WHAT TO DO: Extract every line of the listing below that contains the string "front", matching case exactly.

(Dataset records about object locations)

◇ ◇ ◇ ◇ ◇ ◇ ◇

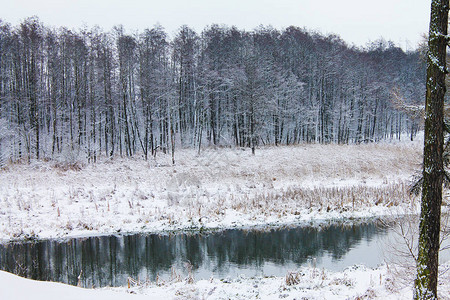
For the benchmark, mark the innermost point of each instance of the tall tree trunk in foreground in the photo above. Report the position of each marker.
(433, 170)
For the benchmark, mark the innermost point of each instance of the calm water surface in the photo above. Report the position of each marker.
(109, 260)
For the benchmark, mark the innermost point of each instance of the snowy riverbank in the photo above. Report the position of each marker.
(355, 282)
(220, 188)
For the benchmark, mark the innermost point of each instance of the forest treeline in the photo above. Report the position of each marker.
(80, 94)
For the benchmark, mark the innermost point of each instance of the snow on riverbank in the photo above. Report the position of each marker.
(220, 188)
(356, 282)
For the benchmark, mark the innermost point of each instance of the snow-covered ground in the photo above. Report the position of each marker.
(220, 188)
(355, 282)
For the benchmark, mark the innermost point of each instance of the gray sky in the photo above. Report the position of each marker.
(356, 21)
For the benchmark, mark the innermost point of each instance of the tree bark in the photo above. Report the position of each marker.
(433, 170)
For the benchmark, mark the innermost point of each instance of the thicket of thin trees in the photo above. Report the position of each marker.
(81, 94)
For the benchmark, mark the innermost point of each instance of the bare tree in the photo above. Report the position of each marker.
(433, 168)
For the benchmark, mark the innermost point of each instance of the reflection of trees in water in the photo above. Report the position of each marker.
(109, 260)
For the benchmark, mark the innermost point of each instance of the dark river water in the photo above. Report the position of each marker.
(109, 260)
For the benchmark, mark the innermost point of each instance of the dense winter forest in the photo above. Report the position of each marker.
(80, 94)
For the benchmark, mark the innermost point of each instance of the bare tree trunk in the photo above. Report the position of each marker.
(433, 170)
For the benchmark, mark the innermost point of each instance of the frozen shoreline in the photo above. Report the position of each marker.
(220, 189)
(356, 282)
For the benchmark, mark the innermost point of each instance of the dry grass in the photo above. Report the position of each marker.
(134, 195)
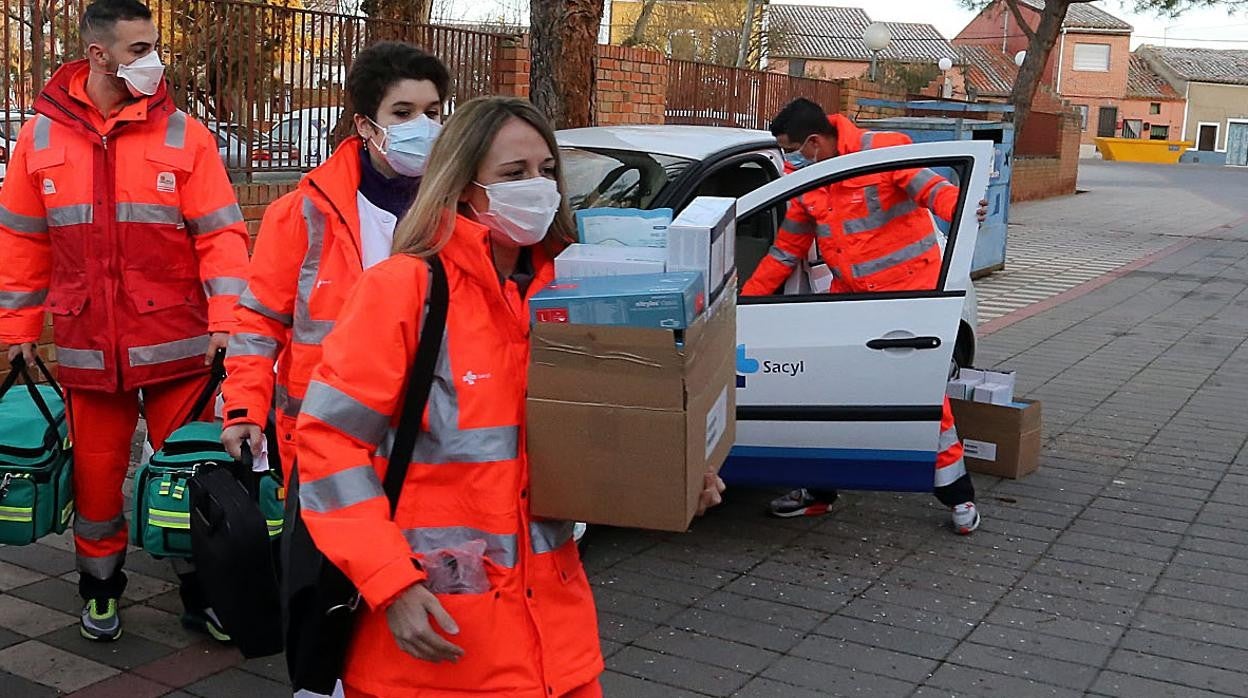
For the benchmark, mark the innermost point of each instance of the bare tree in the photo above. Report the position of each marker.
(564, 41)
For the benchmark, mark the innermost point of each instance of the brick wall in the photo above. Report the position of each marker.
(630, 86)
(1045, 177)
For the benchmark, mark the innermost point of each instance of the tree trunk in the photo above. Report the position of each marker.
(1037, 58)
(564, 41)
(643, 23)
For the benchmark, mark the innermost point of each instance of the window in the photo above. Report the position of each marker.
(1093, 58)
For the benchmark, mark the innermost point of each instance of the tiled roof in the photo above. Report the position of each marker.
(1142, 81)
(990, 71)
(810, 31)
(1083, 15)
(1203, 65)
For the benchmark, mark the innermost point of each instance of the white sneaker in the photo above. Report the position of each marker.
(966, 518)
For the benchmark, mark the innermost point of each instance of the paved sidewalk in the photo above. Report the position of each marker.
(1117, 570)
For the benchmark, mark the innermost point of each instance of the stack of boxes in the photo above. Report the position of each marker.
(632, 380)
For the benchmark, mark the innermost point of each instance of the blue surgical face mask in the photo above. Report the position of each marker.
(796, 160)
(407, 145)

◇ ◇ ◇ ◇ ◇ ◇ ◇

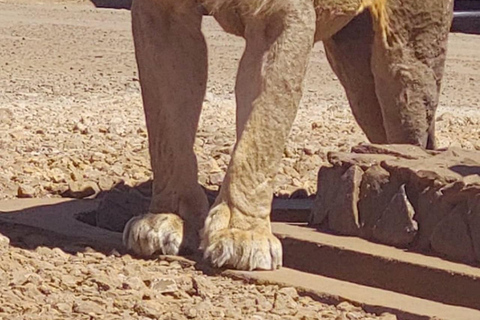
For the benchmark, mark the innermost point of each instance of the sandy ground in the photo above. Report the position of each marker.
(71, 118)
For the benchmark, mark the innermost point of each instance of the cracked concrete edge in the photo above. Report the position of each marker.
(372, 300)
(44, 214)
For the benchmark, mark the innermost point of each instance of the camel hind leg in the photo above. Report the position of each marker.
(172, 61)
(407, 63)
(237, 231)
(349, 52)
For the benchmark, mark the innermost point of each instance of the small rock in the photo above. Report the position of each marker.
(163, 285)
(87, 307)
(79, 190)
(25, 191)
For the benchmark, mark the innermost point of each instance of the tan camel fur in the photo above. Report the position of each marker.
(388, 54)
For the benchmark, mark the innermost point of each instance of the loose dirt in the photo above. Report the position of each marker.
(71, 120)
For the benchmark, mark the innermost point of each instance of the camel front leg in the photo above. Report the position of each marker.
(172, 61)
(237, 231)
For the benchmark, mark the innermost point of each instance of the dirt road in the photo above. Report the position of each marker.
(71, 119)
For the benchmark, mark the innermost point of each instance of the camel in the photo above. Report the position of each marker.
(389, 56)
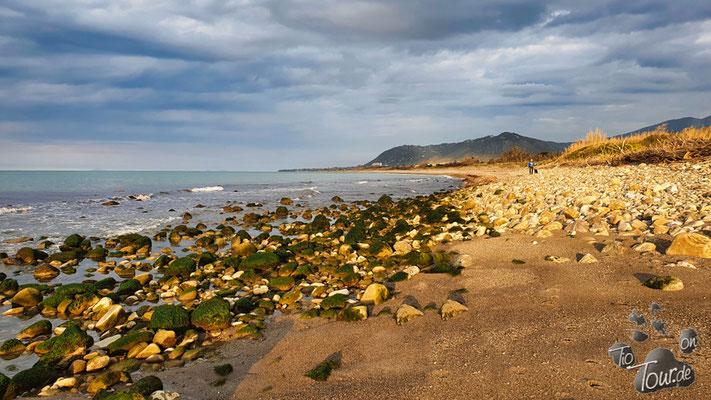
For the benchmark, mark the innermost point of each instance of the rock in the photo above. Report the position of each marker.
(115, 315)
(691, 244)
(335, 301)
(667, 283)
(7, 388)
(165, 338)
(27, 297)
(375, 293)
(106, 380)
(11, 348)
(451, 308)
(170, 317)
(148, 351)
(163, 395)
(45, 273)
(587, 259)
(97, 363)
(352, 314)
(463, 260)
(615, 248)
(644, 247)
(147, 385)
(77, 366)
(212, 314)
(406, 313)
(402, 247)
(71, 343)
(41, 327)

◇ ◇ ◇ ◇ ◇ ◇ ◇

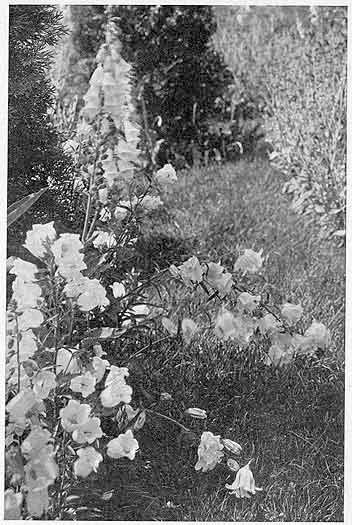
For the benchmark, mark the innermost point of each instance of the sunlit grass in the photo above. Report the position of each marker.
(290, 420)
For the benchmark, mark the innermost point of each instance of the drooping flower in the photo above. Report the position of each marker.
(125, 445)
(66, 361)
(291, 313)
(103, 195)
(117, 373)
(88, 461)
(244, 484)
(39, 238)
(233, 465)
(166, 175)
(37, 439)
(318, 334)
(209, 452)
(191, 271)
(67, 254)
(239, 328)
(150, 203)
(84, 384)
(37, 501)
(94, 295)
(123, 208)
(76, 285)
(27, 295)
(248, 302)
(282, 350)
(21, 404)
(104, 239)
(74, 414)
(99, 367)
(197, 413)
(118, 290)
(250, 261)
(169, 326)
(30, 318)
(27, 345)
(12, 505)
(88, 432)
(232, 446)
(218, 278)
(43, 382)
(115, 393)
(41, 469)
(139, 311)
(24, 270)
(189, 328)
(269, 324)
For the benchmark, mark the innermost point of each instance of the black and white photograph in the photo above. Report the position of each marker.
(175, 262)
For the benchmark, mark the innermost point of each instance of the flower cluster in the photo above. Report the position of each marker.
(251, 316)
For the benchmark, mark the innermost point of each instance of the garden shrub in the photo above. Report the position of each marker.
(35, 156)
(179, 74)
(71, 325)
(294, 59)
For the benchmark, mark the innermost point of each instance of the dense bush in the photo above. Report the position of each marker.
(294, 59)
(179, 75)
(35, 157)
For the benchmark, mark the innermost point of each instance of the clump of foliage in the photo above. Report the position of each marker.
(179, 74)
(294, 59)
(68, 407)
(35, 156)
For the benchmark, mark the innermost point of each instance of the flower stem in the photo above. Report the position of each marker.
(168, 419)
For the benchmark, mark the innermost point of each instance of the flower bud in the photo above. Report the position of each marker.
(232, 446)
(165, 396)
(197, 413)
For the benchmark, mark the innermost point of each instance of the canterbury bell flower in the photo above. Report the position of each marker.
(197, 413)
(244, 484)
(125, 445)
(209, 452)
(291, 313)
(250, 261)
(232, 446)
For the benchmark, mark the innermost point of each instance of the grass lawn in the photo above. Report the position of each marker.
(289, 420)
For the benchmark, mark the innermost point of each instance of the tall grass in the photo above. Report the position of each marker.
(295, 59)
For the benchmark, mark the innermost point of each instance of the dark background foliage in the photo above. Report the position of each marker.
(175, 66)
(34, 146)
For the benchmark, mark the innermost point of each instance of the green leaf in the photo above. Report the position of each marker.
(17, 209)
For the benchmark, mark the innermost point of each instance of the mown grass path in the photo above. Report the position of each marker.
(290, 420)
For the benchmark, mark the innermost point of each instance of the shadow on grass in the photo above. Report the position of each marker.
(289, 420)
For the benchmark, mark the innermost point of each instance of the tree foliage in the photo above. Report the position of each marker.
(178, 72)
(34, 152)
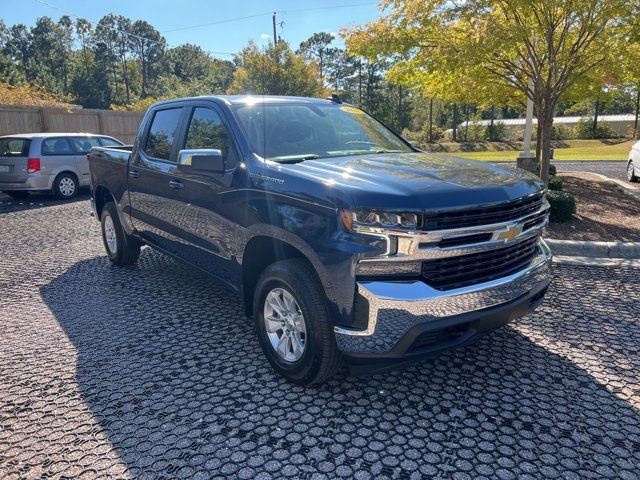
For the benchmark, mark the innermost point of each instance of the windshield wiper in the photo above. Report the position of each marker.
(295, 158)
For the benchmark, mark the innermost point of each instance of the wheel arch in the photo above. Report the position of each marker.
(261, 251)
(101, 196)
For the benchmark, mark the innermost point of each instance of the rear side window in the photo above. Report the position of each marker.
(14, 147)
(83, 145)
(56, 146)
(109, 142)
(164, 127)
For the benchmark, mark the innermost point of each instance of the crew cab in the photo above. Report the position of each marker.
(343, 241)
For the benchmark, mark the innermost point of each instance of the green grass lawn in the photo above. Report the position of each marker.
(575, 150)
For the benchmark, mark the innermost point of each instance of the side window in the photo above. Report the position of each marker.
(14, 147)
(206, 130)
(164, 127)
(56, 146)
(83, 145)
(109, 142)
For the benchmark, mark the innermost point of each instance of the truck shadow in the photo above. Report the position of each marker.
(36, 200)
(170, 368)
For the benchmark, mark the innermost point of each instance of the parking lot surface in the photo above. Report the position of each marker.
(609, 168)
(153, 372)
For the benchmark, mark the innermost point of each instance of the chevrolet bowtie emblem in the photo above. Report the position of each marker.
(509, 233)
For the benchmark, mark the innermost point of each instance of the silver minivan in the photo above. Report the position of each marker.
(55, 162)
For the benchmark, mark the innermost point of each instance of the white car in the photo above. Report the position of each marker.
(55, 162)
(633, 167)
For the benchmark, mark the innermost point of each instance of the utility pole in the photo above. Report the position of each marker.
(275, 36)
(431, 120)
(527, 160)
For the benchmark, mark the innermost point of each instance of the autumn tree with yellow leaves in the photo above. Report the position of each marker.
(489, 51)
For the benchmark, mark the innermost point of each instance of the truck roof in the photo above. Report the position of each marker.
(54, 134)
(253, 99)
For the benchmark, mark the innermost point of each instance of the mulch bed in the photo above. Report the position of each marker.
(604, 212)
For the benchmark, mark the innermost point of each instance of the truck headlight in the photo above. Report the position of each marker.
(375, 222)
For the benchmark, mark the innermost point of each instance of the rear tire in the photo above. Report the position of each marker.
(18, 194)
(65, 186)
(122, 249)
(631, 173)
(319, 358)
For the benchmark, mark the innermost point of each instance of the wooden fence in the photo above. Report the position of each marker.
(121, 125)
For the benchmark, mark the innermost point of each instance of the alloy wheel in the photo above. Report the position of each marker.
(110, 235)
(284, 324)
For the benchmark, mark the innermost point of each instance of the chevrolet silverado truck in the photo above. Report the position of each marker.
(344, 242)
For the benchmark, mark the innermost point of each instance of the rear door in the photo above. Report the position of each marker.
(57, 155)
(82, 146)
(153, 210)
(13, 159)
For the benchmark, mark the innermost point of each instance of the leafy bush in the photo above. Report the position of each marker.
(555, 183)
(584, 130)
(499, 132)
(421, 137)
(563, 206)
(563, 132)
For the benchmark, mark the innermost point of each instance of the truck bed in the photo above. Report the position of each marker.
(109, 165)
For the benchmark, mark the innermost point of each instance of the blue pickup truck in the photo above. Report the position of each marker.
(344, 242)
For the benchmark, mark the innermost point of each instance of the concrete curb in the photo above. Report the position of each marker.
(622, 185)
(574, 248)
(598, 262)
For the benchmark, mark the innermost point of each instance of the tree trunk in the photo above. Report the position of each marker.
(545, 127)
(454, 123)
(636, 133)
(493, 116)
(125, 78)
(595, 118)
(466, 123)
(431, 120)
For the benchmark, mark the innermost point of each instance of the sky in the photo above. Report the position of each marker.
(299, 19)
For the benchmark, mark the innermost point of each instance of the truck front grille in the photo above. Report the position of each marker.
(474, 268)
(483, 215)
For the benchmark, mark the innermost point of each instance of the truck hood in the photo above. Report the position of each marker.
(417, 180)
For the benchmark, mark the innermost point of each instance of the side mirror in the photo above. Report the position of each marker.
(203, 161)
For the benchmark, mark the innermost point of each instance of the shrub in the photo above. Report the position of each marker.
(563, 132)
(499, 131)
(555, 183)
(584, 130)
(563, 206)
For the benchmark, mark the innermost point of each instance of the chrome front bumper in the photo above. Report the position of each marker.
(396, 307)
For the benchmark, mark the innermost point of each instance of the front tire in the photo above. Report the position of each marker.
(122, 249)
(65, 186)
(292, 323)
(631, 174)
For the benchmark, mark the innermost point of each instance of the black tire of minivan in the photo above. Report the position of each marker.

◇ ◇ ◇ ◇ ◇ ◇ ◇

RESULT FOR THIS TASK:
For the benchmark, mark the innermost point of each instance of the camel front leg in the photo above. Report the position of each marker.
For the benchmark, mark the innermost point of each instance of the truck front grille in the photo above. Report the position of each marker.
For the benchmark, mark the innermost point of each instance of the chrome front bumper in the photo above. Report the position of each marker.
For the benchmark, mark the innermost point of each instance of the front tire in the photo above. Report the position of each marker.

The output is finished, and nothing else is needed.